##### DATA SHOWN

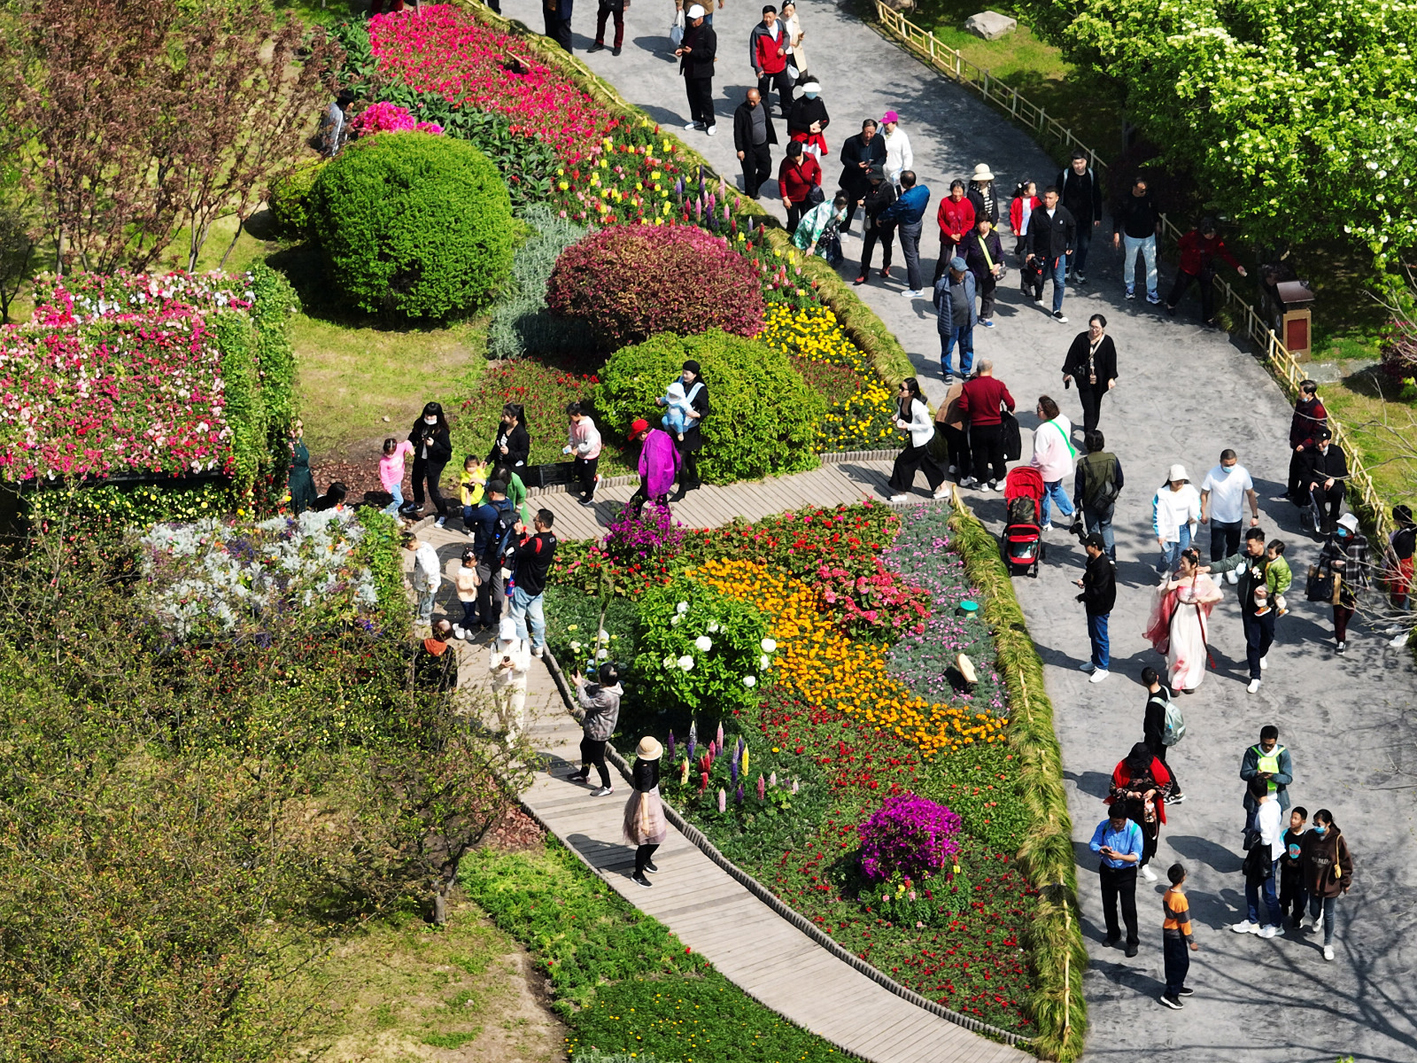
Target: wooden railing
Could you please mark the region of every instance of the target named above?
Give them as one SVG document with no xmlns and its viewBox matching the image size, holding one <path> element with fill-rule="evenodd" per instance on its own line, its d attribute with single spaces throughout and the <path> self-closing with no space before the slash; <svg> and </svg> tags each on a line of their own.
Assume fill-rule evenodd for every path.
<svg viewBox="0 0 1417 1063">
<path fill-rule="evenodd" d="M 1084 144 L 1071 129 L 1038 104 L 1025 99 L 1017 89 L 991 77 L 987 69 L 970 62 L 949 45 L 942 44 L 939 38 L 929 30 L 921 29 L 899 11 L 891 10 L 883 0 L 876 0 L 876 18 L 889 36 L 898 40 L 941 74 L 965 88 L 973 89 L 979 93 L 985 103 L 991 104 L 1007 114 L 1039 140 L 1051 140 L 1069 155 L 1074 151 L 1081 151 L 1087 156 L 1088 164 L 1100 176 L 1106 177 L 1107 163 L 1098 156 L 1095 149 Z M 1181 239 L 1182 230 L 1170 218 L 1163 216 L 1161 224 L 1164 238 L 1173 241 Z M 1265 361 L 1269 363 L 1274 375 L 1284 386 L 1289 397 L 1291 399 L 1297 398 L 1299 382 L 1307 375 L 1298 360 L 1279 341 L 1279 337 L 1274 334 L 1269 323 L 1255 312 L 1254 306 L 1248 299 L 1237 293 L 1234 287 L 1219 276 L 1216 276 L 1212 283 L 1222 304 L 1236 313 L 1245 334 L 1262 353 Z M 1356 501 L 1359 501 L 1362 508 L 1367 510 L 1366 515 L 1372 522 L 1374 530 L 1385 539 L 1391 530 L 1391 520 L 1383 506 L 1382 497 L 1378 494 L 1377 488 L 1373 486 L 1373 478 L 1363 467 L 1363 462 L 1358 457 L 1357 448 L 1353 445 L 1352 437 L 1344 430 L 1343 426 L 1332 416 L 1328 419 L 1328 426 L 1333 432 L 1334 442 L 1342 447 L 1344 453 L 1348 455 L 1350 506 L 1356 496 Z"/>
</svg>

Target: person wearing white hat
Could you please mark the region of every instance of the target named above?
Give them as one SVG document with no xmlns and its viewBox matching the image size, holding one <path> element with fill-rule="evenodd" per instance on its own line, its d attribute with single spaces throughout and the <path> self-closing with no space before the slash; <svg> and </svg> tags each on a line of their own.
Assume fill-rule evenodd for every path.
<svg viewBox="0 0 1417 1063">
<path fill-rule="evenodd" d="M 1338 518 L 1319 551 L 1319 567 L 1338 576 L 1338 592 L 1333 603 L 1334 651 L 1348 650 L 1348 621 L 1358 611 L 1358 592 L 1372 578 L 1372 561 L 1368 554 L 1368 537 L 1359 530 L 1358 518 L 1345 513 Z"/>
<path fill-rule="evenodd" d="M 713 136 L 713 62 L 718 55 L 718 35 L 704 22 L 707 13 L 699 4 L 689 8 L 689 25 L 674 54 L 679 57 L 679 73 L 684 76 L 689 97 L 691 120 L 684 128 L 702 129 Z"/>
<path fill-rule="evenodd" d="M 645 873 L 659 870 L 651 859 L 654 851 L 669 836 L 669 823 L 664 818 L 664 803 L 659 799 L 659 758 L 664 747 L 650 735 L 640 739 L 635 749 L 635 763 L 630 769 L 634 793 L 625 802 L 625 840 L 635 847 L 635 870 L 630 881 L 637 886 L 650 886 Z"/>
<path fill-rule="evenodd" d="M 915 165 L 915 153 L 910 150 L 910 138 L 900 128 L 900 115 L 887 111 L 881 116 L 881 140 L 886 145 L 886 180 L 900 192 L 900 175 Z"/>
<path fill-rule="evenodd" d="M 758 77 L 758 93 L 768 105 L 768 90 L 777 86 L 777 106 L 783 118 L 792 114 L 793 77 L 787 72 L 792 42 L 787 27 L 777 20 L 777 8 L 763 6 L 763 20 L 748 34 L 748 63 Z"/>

##########

= YOUR GOAL =
The preceding entries are to be returned verbatim, with every picture excluded.

= TASK RESULT =
Target: wooden railing
Could you please mark the region of every instance of the target named above?
Give them as one SVG document with no xmlns and its viewBox matching the image size, holding one <path> element with fill-rule="evenodd" per instance on its own line, its d attribute with single spaces throughout and the <path> self-closing with no space before the slash; <svg> and </svg> tags each on a line of their own.
Assume fill-rule evenodd for every path.
<svg viewBox="0 0 1417 1063">
<path fill-rule="evenodd" d="M 1084 144 L 1071 129 L 1038 104 L 1025 99 L 1017 89 L 991 77 L 987 69 L 970 62 L 949 45 L 942 44 L 939 38 L 929 30 L 921 29 L 899 11 L 891 10 L 883 0 L 876 0 L 876 18 L 889 36 L 898 40 L 941 74 L 965 88 L 973 89 L 979 93 L 985 103 L 991 104 L 1007 114 L 1039 140 L 1051 140 L 1069 155 L 1074 151 L 1081 151 L 1087 156 L 1088 164 L 1100 176 L 1106 177 L 1107 163 L 1098 156 L 1095 149 Z M 1181 239 L 1182 230 L 1170 218 L 1163 216 L 1161 224 L 1164 238 L 1173 241 Z M 1265 361 L 1269 363 L 1274 375 L 1284 386 L 1289 397 L 1291 399 L 1297 398 L 1299 382 L 1307 375 L 1298 360 L 1279 341 L 1279 337 L 1274 334 L 1269 323 L 1255 312 L 1254 306 L 1248 299 L 1237 293 L 1234 287 L 1219 276 L 1216 276 L 1212 283 L 1222 304 L 1236 313 L 1245 334 L 1262 353 Z M 1356 501 L 1359 501 L 1362 508 L 1367 510 L 1366 515 L 1372 522 L 1374 530 L 1385 539 L 1391 530 L 1391 520 L 1383 506 L 1382 497 L 1378 494 L 1377 488 L 1373 486 L 1373 478 L 1363 467 L 1363 462 L 1358 457 L 1357 448 L 1353 445 L 1352 437 L 1344 430 L 1343 426 L 1332 416 L 1328 419 L 1328 426 L 1333 432 L 1334 442 L 1342 447 L 1344 453 L 1348 455 L 1350 506 L 1356 496 Z"/>
</svg>

Target: person wearing white hat
Could you please mark the region of every instance of the target named above?
Give them as one SVG document with no xmlns and its viewBox matching the image size, holding one <path> element with fill-rule="evenodd" per instance on its own line, its d attribute with single spaces throughout and the <path> self-closing with no space before the slash; <svg> and </svg> tags each on a line of their own.
Assume fill-rule evenodd for every path.
<svg viewBox="0 0 1417 1063">
<path fill-rule="evenodd" d="M 1338 518 L 1319 551 L 1319 567 L 1338 576 L 1338 592 L 1333 603 L 1334 651 L 1348 650 L 1348 621 L 1358 611 L 1358 592 L 1372 578 L 1372 561 L 1368 554 L 1368 537 L 1359 530 L 1358 518 L 1345 513 Z"/>
<path fill-rule="evenodd" d="M 713 136 L 713 62 L 718 55 L 718 35 L 704 22 L 707 13 L 699 4 L 689 8 L 689 25 L 674 54 L 679 57 L 679 73 L 684 76 L 689 97 L 691 120 L 684 128 L 702 129 Z"/>
<path fill-rule="evenodd" d="M 645 873 L 659 870 L 651 859 L 654 851 L 669 836 L 669 823 L 664 818 L 664 803 L 659 799 L 659 758 L 664 747 L 650 735 L 640 739 L 635 749 L 635 763 L 630 769 L 634 793 L 625 802 L 625 840 L 635 847 L 635 870 L 630 881 L 637 886 L 650 886 Z"/>
<path fill-rule="evenodd" d="M 915 165 L 915 153 L 910 150 L 910 138 L 900 128 L 900 115 L 887 111 L 881 116 L 881 140 L 886 145 L 886 180 L 900 192 L 900 175 Z"/>
<path fill-rule="evenodd" d="M 758 77 L 758 93 L 768 105 L 768 90 L 777 86 L 777 106 L 783 118 L 792 114 L 793 77 L 787 72 L 792 42 L 787 27 L 777 20 L 777 8 L 763 6 L 763 20 L 748 34 L 748 63 Z"/>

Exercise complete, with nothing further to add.